**Exercise directions:**
The expected output is the full data, repeated exactly, without pictures.
START Records provided
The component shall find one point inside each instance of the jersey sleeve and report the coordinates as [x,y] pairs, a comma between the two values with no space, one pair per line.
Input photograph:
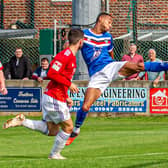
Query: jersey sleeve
[111,46]
[56,68]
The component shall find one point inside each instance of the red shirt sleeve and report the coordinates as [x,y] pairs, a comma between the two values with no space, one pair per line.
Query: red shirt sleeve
[56,70]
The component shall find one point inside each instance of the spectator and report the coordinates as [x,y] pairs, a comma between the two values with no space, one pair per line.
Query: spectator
[40,73]
[132,56]
[19,66]
[3,89]
[154,76]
END Records provided
**Exercise answer:**
The component shall find one point inside each instance of the jersey sleeve and report the coordinates as [x,y] pairs, a comma between the two values with no space, one pair per line.
Input photograph:
Query: jersey sleeve
[111,46]
[56,68]
The component shall find one point inside each instance of the red shirt sleeve and report the coordinates as [x,y] pairs, a comma between the two values with no space, one pair per line.
Query: red shirt sleeve
[56,70]
The component shall find one point inside each instance of the spectator and report the coordinates as [x,y] pairs, a comma between the two values with no space, one pair per line.
Query: spectator
[40,73]
[132,56]
[19,66]
[3,89]
[154,76]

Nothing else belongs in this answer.